Rewrite the following material as a numbered list, one line per item, omitting blank lines and leaving out the pictures.

_Records from a data collection_
• • • •

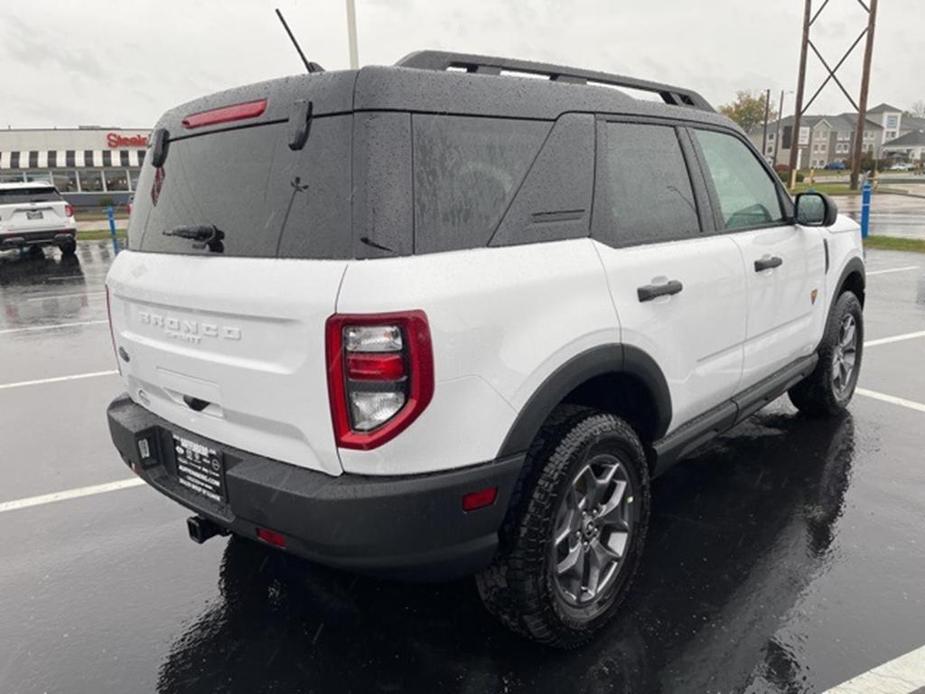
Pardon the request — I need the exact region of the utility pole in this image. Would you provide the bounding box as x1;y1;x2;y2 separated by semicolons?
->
761;89;771;157
774;89;784;167
790;0;813;190
347;0;360;70
851;0;877;190
790;0;878;190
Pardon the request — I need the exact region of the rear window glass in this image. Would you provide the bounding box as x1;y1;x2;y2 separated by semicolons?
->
0;186;61;205
412;114;551;253
129;116;352;258
594;123;700;246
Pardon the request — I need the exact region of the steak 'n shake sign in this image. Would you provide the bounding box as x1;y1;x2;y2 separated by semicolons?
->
106;133;148;149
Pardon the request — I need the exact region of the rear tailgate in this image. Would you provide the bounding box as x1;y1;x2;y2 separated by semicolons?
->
107;73;353;474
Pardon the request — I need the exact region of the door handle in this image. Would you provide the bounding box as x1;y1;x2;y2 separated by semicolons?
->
636;280;684;301
755;255;784;272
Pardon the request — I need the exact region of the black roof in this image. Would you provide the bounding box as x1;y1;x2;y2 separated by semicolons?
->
158;51;739;136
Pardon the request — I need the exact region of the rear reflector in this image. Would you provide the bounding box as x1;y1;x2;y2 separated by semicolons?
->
257;528;286;547
463;487;498;511
347;353;405;381
183;99;267;129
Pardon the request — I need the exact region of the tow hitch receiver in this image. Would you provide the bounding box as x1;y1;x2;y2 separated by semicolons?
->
186;516;228;545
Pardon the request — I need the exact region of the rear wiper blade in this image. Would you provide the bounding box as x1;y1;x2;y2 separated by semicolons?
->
360;236;398;255
161;224;225;253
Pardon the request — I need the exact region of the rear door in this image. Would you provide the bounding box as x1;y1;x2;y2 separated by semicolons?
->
692;129;825;389
107;75;353;474
592;121;746;429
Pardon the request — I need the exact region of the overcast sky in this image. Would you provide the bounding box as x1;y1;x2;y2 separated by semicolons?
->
0;0;925;128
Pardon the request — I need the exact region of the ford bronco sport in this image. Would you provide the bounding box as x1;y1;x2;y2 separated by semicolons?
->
107;51;865;647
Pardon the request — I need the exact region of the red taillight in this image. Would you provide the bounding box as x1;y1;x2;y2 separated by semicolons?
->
106;287;122;374
183;99;267;130
463;487;498;511
325;311;434;450
257;528;286;547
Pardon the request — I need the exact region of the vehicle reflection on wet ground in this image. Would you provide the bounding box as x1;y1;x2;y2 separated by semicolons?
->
0;243;925;693
158;414;854;692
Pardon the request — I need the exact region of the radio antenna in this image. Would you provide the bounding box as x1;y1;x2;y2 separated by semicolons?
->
276;7;324;74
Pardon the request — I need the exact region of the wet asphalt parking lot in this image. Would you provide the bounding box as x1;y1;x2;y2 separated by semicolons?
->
0;242;925;694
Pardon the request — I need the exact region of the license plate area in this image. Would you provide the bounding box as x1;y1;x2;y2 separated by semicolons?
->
172;434;226;504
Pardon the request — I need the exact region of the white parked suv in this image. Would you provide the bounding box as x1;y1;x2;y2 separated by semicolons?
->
0;181;77;255
107;51;865;647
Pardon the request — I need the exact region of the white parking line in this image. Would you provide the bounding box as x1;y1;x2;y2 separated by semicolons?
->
0;320;108;335
854;388;925;412
824;646;925;694
864;330;925;347
26;290;105;301
0;371;119;390
867;265;919;277
0;477;144;513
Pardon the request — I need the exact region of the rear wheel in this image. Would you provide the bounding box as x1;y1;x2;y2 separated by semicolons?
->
787;292;864;417
477;408;649;648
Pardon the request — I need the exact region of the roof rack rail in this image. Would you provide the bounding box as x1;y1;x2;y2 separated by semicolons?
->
396;51;713;111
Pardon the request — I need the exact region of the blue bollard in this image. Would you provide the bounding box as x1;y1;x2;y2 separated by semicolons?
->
106;205;119;255
861;181;874;239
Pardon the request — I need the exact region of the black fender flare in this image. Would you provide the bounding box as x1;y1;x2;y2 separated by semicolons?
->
497;343;672;458
829;256;867;310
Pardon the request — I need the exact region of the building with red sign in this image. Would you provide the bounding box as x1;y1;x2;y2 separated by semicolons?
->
0;126;150;206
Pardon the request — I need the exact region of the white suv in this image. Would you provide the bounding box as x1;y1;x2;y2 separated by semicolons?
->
0;181;77;255
107;52;865;647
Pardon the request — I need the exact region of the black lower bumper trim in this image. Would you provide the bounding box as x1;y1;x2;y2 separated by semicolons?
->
108;396;523;580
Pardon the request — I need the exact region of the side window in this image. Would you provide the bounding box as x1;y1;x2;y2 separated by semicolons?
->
694;130;784;231
593;123;700;246
412;114;552;254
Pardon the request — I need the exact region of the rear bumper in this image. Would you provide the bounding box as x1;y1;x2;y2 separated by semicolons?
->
0;228;77;248
108;396;523;580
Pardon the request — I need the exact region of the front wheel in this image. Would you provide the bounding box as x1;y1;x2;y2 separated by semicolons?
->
787;292;864;417
477;408;650;648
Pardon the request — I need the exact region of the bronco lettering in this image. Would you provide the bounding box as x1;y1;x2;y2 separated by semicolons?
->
138;311;241;344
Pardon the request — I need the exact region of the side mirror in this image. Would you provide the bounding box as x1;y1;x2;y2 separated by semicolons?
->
795;192;838;227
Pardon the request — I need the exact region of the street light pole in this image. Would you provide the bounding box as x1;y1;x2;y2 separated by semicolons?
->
347;0;360;70
790;0;813;190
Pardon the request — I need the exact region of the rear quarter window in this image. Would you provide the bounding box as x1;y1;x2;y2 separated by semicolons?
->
412;114;551;254
129;116;352;259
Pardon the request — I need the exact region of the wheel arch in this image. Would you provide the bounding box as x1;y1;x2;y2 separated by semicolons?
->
498;344;672;458
829;256;867;310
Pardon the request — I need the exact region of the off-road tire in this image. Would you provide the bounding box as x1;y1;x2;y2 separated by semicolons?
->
787;291;864;417
476;406;650;649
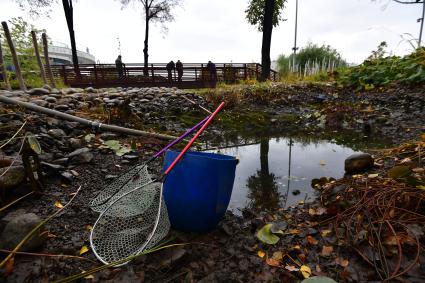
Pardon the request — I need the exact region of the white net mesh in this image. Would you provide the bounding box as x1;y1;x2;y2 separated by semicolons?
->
89;164;152;212
90;182;170;263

• • • •

_SOLUTION FOR THIS TASK_
1. Pardon the request — I need the exact region of the utility pole in this image. Would you provide the bounding box as x1;y1;x2;y2 separated by semicolons?
2. ->
3. 761;89;771;157
4. 774;89;784;167
5. 790;0;813;190
6. 347;0;360;70
7. 851;0;877;190
8. 790;0;878;190
9. Pardon the request — I need the exact region of the rear window glass in this image. Would you provide the bounding box as x1;y1;x2;y2 separated by semicolons?
10. ->
11. 0;186;61;205
12. 412;114;551;253
13. 129;116;352;258
14. 594;123;700;246
15. Pardon the request — I need the exact region of the steak 'n shake sign in this image. Would you provide the bounding box as x1;y1;x2;y2 separated by semicolons?
16. ->
17. 106;133;148;149
18. Pardon the request — I need the exact region of the rear tailgate in this image. Would you provide the bounding box as x1;y1;x2;y2 separated by semicolons?
19. ->
20. 107;73;353;474
21. Pardon the request — I need the exact region of the door handle in this image. Would you provide the bounding box as x1;y1;x2;y2 separated by semicolons?
22. ->
23. 636;280;684;301
24. 755;255;784;272
25. Pardon the request — I need the exact region of the black roof in this image. Would you provide the bounding box as x1;y1;x2;y2 separated by semicolons?
26. ->
27. 158;51;739;136
28. Pardon the request — I need the exact region of the rear reflector in this image. Would you provide the bounding box as x1;y1;x2;y2 separated by semicolons?
29. ->
30. 257;528;286;547
31. 463;487;498;511
32. 347;353;405;381
33. 183;99;267;129
34. Pardon the request — I need the exact region of the tow hitch receiver in this image. Would you provide the bounding box as x1;y1;x2;y2 separated by semicolons?
35. ->
36. 186;516;228;545
37. Pardon the request — I need the exact region of the rear wiper blade in this image. Would you provide the bounding box as x1;y1;x2;y2 separated by semicolons?
38. ->
39. 360;236;398;255
40. 161;224;225;253
41. Pardon the request — I need the exact region of the rear door in this image. Would you provide the bounding box as x1;y1;x2;y2 separated by semicolons?
42. ->
43. 692;129;825;389
44. 107;75;353;474
45. 592;121;746;429
46. Pardon the request — I need the exact region of the overcast sky in this image. Would you provide the bounding box as x1;y1;x2;y2 separated by semicolons?
47. ->
48. 0;0;925;128
49. Pardon the request — I need the exact region of the ford bronco sport in this image. Would you provide the bounding box as x1;y1;x2;y2 separated by semicolons?
50. ->
51. 107;51;865;647
52. Pardon the request — I need the exact region of the red taillight in this image. Would you provide the bounding box as x1;y1;x2;y2 separated by semicolons?
53. ->
54. 106;287;122;374
55. 183;99;267;130
56. 463;487;498;511
57. 325;311;434;450
58. 257;528;286;547
59. Pardon the request — I need the exact region of the vehicle reflection on wet ground in this image. Would you provide the bounding box as x1;y1;x2;y2 separated by semicolons?
60. ->
61. 0;243;925;693
62. 158;414;854;692
63. Pardon the request — I need the exact region of the radio antenna in this image. Would you provide the bounding box as x1;y1;x2;y2 separated by semicolons?
64. ->
65. 276;7;324;74
66. Pardon the request — I need the exact region of the wet asphalt parking lot in this image. Would you provide the bounding box as x1;y1;x2;y2 separated by semicolons?
67. ->
68. 0;242;925;694
69. Pardon the request — I need the exact region of the license plate area in this image. Would you provide the bounding box as x1;y1;x2;y2 separated by semicolons?
70. ->
71. 172;434;226;504
72. Pardon the request — I need the exact region of the white parked suv in this image. Would you provide the bounding box as x1;y1;x2;y2 separated by semicolons?
73. ->
74. 0;181;77;255
75. 107;51;865;647
76. Pardon the request — I need the exact region of the white parking line in this image. Would you provide the bounding box as x1;y1;x2;y2 separated by semicolons?
77. ->
78. 0;320;108;335
79. 854;388;925;412
80. 824;646;925;694
81. 864;330;925;347
82. 26;290;105;301
83. 0;371;119;390
84. 867;265;919;277
85. 0;477;144;513
86. Pardon the request — I need the exact region of the rear wheel in this image. Would you provide the bounding box as x1;y1;x2;y2 separated by semicolons?
87. ->
88. 787;292;864;417
89. 477;408;649;648
90. Pardon the request — I need the exact region of the roof rack rail in this image. Would you provide the bounding box as x1;y1;x2;y2 separated by semicolons?
91. ->
92. 396;51;713;111
93. Pardon the request — I need the exact region of the blue bollard in this image. Would you provide the bounding box as x1;y1;x2;y2 separated by semicolons?
94. ->
95. 106;205;119;255
96. 861;181;874;239
97. Pardon the request — I need the exact region of the black fender flare in this image. Would you provide the bounding box as x1;y1;x2;y2 separated by semicolons?
98. ->
99. 497;343;672;458
100. 829;256;867;310
101. Pardon the request — I need the exact region of the building with red sign in this image. Would you provide the bounding box as x1;y1;x2;y2 separated by semicolons?
102. ->
103. 0;126;150;206
104. Pardon the request — I need the exact region of the white suv in this image. Would you provide the bounding box as x1;y1;x2;y2 separated by semicolons?
105. ->
106. 0;181;77;255
107. 107;52;865;647
108. Pardon the request — I need the exact region of the black lower bumper trim in this image. Would you provide the bounding box as x1;y1;x2;y2 separated by semicolons?
109. ->
110. 108;396;523;580
111. Pardon the request — I need the exact region of the side window in this image. Would you provide the bounding box as x1;y1;x2;y2 separated by semicolons?
112. ->
113. 694;130;784;231
114. 593;123;700;246
115. 412;114;552;254
116. Pardon the request — I need the exact region of the rear bumper in this image. Would you provide the bounding box as x1;y1;x2;y2 separated by semicolons?
117. ->
118. 0;228;77;248
119. 108;396;523;580
120. Pardon the request — I need the exact region of the front wheel in this image. Would you provide the bounding box as x1;y1;x2;y2 separated by semicolons?
121. ->
122. 787;292;864;417
123. 477;408;650;648
124. Pardon the request — I need the exact region of the bronco lettering in this image. Would you provide the bounding box as x1;y1;x2;y2 separated by semicolons?
125. ->
126. 138;311;241;344
127. Pardon the request — I need the exact region of the side mirror in this image. Would you provide the bounding box as x1;y1;x2;y2 separated by semicolons?
128. ->
129. 795;192;838;227
130. Pardon the request — I need the exact region of the street light pole in this image. Would you provide the bounding box as x1;y1;x2;y2 separated by semicolons?
131. ->
132. 347;0;360;70
133. 790;0;813;190
134. Pardon the request — I need the exact region of the rear quarter window in this image. Would you provide the bounding box as x1;y1;x2;y2 separated by semicolons?
135. ->
136. 412;114;551;254
137. 129;116;352;259
138. Pardon the request — I need the exact region of the wheel arch in this image. Would you provide the bounding box as x1;y1;x2;y2 separated by semicolons?
139. ->
140. 498;344;672;458
141. 829;256;867;310
142. Pardon the request — I need the exact region of the off-road tire in this image. Would you provide the bounding box as x1;y1;x2;y2 separated by semicolons?
143. ->
144. 787;291;864;417
145. 476;406;650;649
146. Pardon the request — I need the exact region of the white net mesh in this image. Would you provide the bounding box as x1;y1;x2;y2 separated by semicolons?
147. ->
148. 89;164;152;212
149. 90;182;170;263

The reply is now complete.